THE EXERCISE: Reproduce the rows, swapping every "dry plant stem" for "withered stalk" and keeping everything else the same.

Dataset rows on where objects appear
-- START --
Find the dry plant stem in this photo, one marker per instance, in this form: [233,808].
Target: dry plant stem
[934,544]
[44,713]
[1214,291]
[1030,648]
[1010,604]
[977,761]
-- END --
OUTPUT OF THE EXERCISE:
Find the withered stalk in this photo, one marker per instance, in this form: [233,808].
Target: withered stalk
[934,544]
[44,713]
[1214,291]
[1030,648]
[1010,604]
[977,761]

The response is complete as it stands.